### Stated exercise:
Send back the records in full, character for character.

════

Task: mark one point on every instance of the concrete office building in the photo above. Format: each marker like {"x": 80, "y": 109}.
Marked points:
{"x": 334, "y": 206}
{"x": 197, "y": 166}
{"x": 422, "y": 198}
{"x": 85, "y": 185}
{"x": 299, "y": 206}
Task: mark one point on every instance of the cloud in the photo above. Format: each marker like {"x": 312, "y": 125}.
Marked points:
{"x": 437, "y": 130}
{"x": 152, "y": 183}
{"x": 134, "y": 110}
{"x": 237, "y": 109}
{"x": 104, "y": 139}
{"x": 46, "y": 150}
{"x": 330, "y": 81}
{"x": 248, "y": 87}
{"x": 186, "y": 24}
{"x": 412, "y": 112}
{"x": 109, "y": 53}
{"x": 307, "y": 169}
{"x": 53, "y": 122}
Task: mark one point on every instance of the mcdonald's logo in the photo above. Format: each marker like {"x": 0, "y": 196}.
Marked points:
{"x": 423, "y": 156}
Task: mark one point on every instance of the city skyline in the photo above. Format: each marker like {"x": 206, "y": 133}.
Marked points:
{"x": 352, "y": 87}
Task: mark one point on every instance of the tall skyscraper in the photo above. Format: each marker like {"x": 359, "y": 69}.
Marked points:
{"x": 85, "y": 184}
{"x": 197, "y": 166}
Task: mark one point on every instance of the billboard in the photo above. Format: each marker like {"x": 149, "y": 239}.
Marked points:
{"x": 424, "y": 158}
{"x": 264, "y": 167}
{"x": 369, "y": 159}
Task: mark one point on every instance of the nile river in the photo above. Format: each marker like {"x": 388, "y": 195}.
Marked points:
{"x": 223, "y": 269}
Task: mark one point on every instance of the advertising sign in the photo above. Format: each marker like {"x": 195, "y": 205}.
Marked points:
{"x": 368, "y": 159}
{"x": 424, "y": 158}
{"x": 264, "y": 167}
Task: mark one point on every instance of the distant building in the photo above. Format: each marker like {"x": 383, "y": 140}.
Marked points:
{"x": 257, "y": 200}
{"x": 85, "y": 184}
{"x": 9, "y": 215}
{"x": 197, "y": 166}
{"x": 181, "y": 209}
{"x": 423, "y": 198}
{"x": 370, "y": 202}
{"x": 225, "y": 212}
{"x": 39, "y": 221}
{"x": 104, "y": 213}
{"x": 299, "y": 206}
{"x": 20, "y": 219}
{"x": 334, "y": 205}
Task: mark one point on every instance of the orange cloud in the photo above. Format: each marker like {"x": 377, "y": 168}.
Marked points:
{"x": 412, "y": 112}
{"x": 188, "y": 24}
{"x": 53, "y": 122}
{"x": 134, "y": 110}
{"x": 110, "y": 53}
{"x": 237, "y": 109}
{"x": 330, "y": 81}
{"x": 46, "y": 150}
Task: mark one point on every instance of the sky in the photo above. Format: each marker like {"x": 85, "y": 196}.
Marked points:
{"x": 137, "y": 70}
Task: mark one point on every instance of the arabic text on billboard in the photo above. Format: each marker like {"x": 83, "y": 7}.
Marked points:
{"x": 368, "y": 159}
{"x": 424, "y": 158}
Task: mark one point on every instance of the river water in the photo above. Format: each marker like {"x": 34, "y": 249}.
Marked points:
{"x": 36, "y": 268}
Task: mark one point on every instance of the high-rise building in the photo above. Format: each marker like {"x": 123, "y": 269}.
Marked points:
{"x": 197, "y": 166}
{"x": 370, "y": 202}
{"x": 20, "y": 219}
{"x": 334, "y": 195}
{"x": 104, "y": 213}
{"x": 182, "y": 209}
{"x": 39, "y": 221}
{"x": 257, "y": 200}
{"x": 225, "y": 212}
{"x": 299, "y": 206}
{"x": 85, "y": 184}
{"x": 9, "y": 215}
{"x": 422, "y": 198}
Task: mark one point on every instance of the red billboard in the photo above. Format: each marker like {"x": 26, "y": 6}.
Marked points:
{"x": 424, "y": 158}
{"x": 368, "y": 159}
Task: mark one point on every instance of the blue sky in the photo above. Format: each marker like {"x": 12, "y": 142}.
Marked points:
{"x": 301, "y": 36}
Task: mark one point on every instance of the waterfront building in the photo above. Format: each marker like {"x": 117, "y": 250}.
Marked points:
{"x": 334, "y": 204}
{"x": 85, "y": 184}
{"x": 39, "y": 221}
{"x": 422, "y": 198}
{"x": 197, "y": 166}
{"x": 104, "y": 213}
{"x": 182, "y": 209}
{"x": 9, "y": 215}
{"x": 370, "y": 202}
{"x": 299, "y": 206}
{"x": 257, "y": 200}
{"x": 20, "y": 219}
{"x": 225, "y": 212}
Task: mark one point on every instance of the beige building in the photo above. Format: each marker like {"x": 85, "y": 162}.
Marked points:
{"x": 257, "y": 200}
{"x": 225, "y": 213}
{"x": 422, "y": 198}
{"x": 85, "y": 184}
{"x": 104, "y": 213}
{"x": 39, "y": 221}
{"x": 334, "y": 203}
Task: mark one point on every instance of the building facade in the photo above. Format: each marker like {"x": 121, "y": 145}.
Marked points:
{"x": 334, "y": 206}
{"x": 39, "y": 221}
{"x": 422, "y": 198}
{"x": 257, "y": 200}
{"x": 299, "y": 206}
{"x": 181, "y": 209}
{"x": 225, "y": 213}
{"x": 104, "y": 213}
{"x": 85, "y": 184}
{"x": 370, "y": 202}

════

### Task response:
Task: mark one point on every instance of the concrete office building in the photo above. Format: each marker like {"x": 80, "y": 109}.
Marked points:
{"x": 334, "y": 206}
{"x": 197, "y": 166}
{"x": 422, "y": 198}
{"x": 85, "y": 185}
{"x": 299, "y": 206}
Task: mark one point on every instance of the cloud in the photo above. Format: each marker like {"x": 312, "y": 125}.
Marked points:
{"x": 437, "y": 130}
{"x": 152, "y": 183}
{"x": 134, "y": 110}
{"x": 237, "y": 109}
{"x": 104, "y": 139}
{"x": 46, "y": 150}
{"x": 330, "y": 81}
{"x": 248, "y": 87}
{"x": 186, "y": 24}
{"x": 412, "y": 112}
{"x": 109, "y": 53}
{"x": 307, "y": 169}
{"x": 53, "y": 122}
Task: mark one point on every instance of the mcdonald's logo in the photo above. Format: each marker like {"x": 0, "y": 196}.
Marked points:
{"x": 423, "y": 156}
Task: mark one point on every instance of the city skyline in the photo above. Format: each marker like {"x": 206, "y": 133}.
Marked points:
{"x": 352, "y": 87}
Task: mark one point on every instance of the tall skyscraper in the photo above. Format: each marker like {"x": 359, "y": 69}.
Marked points:
{"x": 85, "y": 184}
{"x": 197, "y": 166}
Task: mark one point on every instance of the billboard in the photo above. Format: each marker like {"x": 149, "y": 239}.
Marked points:
{"x": 424, "y": 158}
{"x": 264, "y": 167}
{"x": 369, "y": 159}
Task: mark one point on every instance of the nile river in the photo above. Format: each marker like {"x": 388, "y": 195}.
Marked points:
{"x": 223, "y": 269}
Task: mark one point on every instance of the advertising sign in the photo above. Format: each marker like {"x": 195, "y": 205}.
Marked points:
{"x": 368, "y": 159}
{"x": 424, "y": 158}
{"x": 264, "y": 167}
Task: mark one point on every instance of the distant building in the photo above. Format: each marker like {"x": 383, "y": 140}.
Marked points:
{"x": 257, "y": 200}
{"x": 85, "y": 184}
{"x": 9, "y": 215}
{"x": 197, "y": 166}
{"x": 181, "y": 209}
{"x": 423, "y": 198}
{"x": 370, "y": 202}
{"x": 225, "y": 212}
{"x": 39, "y": 221}
{"x": 104, "y": 213}
{"x": 299, "y": 206}
{"x": 20, "y": 219}
{"x": 334, "y": 205}
Task: mark one point on every instance of the orange cloud in the photo above. Format: each marker like {"x": 377, "y": 168}.
Marked points:
{"x": 412, "y": 112}
{"x": 188, "y": 24}
{"x": 53, "y": 122}
{"x": 134, "y": 110}
{"x": 110, "y": 53}
{"x": 237, "y": 109}
{"x": 330, "y": 81}
{"x": 46, "y": 150}
Task: mark one point on every instance of the sky in the photo above. Format: each marker like {"x": 85, "y": 196}.
Marked points:
{"x": 137, "y": 70}
Task: mark one point on every instance of the arabic text on billboard in the photo above. Format: each marker like {"x": 83, "y": 7}.
Marked points:
{"x": 368, "y": 159}
{"x": 424, "y": 158}
Task: mark one point on every instance of the river water in the photo above. Format: each marker like {"x": 34, "y": 249}.
Marked points:
{"x": 36, "y": 268}
Task: mark one point on every instance of the high-rise building in the photo above. Format: each marker like {"x": 123, "y": 269}.
Marked points:
{"x": 197, "y": 166}
{"x": 370, "y": 202}
{"x": 20, "y": 219}
{"x": 334, "y": 195}
{"x": 104, "y": 213}
{"x": 182, "y": 209}
{"x": 39, "y": 221}
{"x": 257, "y": 200}
{"x": 225, "y": 212}
{"x": 299, "y": 206}
{"x": 85, "y": 184}
{"x": 9, "y": 215}
{"x": 422, "y": 198}
Task: mark one point on every instance of the red billboard in the photo above. Format: each marker like {"x": 26, "y": 6}.
Marked points:
{"x": 424, "y": 158}
{"x": 368, "y": 159}
Task: mark one point on every instance of the blue sky in the photo above. Format: each marker like {"x": 12, "y": 142}.
Marked points:
{"x": 301, "y": 36}
Task: mark one point on every instance of the waterfront building in the photo above. Format: each marker like {"x": 117, "y": 250}.
Marked points:
{"x": 334, "y": 204}
{"x": 85, "y": 184}
{"x": 39, "y": 221}
{"x": 422, "y": 198}
{"x": 197, "y": 166}
{"x": 104, "y": 213}
{"x": 182, "y": 209}
{"x": 9, "y": 215}
{"x": 370, "y": 202}
{"x": 299, "y": 206}
{"x": 257, "y": 200}
{"x": 20, "y": 219}
{"x": 225, "y": 212}
Task: mark one point on every instance of the beige building in the photo above. Format: each marker like {"x": 85, "y": 162}.
Marked points:
{"x": 257, "y": 200}
{"x": 225, "y": 213}
{"x": 422, "y": 198}
{"x": 85, "y": 184}
{"x": 104, "y": 213}
{"x": 39, "y": 221}
{"x": 334, "y": 203}
Task: mark one point on every instance of the building facade in the photo above. Format: each marker like {"x": 121, "y": 145}.
Marked points:
{"x": 334, "y": 206}
{"x": 39, "y": 221}
{"x": 422, "y": 198}
{"x": 257, "y": 200}
{"x": 299, "y": 206}
{"x": 181, "y": 209}
{"x": 225, "y": 213}
{"x": 104, "y": 213}
{"x": 85, "y": 184}
{"x": 370, "y": 202}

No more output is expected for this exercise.